--- Recorded information Enclosed Below ---

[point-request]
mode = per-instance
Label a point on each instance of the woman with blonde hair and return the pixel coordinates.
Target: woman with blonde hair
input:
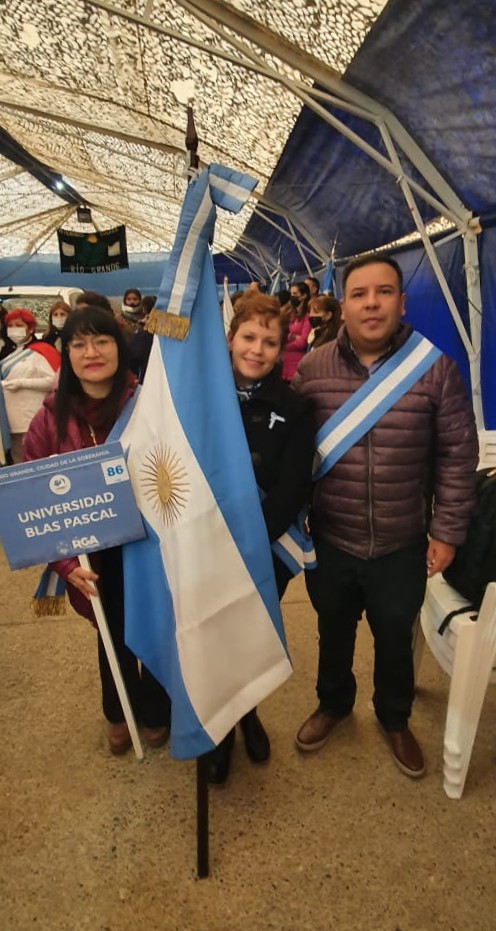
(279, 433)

--- End of Enclosed Recorded information ---
--- Recorded information Enclosed Below ---

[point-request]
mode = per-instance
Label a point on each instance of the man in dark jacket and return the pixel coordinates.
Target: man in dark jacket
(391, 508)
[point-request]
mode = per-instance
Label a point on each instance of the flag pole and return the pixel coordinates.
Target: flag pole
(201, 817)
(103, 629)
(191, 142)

--- End of Enclosed Recorded information ---

--- What is needed ---
From the records above, pull every line that has the string "pixel" and copy it.

--- Exercise answer ---
Label a point on each instance of the woman with blonde hair and return the pixel coordinates.
Label a point on each instance of the man in dark jacket and return the pixel coordinates.
Label a point on each instance of the flag pole and return the pixel coordinates.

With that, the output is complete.